§ Your assignment: Pull every line with "frog" from the entries below.

§ Collected data entries:
<<<<

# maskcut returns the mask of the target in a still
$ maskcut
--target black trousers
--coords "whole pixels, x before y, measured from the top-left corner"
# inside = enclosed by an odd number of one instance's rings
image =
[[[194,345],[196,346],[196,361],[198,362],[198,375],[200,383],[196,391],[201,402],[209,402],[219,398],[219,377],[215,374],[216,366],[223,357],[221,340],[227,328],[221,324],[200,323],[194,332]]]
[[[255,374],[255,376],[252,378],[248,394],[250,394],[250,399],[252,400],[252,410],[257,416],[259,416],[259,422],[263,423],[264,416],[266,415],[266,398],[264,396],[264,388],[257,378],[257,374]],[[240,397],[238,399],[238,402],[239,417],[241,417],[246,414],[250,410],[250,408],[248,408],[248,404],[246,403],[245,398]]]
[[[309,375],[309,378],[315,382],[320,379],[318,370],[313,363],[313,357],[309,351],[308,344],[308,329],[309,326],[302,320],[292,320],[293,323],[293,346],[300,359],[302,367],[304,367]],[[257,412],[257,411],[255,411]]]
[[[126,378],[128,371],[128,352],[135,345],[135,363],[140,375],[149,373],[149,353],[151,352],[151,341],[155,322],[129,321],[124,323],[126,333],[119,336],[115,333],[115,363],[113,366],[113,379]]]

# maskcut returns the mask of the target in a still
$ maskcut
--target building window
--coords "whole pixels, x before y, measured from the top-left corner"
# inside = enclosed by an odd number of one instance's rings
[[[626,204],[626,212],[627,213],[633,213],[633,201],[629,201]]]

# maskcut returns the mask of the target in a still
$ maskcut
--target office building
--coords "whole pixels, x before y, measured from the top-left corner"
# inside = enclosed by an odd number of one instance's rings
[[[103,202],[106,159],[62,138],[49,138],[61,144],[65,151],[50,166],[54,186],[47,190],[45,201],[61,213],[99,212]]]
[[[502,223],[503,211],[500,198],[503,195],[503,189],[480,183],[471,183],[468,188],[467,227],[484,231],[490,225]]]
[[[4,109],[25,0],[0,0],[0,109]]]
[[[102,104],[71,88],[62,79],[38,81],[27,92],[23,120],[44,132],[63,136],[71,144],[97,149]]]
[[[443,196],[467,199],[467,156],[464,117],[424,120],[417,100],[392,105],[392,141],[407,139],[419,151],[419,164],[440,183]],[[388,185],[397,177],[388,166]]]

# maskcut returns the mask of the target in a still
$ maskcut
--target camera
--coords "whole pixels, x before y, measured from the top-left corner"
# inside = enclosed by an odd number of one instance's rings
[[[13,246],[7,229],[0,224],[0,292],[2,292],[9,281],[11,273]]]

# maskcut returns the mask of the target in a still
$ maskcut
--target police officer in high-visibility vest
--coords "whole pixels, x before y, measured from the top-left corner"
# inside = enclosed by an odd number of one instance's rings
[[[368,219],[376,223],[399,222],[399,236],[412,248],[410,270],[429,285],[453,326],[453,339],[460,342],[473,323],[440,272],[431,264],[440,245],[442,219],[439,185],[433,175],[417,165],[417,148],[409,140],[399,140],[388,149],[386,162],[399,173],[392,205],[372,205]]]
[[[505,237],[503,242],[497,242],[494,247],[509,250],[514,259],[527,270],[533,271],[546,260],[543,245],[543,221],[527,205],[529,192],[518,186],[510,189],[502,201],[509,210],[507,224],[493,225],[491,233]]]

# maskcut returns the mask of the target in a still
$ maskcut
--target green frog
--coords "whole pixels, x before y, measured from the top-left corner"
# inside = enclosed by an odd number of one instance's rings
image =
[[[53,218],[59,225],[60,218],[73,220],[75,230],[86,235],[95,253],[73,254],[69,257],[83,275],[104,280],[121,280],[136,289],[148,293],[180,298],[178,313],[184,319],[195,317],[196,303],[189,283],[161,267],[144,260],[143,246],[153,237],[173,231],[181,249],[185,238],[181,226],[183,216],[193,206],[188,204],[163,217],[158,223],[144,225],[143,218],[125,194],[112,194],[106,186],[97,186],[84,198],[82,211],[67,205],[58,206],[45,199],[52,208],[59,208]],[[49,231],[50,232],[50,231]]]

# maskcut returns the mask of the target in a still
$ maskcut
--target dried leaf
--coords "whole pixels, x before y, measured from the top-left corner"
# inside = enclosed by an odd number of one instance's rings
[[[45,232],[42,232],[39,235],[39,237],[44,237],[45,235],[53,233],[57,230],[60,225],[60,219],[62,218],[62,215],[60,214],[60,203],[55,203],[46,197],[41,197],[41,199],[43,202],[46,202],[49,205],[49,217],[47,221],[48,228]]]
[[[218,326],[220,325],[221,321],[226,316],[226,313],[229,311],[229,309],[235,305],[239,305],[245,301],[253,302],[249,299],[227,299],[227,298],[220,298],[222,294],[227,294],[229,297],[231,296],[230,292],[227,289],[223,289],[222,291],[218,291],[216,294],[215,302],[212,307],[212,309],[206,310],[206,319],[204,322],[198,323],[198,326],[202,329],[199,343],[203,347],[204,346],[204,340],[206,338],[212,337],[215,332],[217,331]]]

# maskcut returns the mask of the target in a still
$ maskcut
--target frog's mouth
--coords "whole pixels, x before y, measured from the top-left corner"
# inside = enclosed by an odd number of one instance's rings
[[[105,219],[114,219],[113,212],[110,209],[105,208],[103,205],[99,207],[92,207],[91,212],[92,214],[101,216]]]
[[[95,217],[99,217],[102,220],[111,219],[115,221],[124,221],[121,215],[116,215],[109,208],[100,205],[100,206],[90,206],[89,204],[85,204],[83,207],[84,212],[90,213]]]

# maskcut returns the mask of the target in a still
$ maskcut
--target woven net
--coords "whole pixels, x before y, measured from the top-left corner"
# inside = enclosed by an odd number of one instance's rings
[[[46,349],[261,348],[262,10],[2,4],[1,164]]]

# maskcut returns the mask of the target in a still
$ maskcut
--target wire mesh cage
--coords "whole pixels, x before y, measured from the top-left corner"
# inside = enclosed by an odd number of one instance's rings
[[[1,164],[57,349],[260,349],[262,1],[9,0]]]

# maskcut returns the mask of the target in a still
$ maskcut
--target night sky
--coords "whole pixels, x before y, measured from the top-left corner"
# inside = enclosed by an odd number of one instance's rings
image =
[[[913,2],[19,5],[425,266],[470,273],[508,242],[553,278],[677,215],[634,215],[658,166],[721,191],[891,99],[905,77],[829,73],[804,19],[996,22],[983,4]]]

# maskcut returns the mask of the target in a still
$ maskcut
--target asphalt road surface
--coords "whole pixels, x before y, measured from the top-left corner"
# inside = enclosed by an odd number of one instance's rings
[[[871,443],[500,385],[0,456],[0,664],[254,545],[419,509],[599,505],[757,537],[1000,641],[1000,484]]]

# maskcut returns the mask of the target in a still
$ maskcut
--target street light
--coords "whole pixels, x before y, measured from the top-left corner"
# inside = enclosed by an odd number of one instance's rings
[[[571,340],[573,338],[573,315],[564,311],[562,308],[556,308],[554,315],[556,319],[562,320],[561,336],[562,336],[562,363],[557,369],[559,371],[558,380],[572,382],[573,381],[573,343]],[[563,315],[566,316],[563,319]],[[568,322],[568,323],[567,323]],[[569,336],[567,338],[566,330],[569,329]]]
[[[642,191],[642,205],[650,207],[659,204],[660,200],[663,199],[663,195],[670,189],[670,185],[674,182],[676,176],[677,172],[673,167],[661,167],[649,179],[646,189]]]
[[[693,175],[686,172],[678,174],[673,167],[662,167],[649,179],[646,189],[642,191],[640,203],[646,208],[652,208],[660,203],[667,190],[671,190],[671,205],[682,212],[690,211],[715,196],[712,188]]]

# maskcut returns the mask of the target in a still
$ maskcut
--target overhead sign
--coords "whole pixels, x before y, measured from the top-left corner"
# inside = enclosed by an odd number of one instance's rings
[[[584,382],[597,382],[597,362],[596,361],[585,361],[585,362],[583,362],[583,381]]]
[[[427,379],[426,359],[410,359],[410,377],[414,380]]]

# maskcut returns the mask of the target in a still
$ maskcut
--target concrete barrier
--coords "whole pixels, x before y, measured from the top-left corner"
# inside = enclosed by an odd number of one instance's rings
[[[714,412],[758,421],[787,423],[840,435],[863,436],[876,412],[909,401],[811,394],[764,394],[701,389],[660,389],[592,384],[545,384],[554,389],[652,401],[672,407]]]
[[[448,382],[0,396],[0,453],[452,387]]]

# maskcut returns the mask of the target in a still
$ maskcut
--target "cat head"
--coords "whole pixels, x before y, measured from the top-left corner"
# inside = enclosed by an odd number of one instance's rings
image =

>>>>

§ Your solution:
--target green frog
--target frog's mouth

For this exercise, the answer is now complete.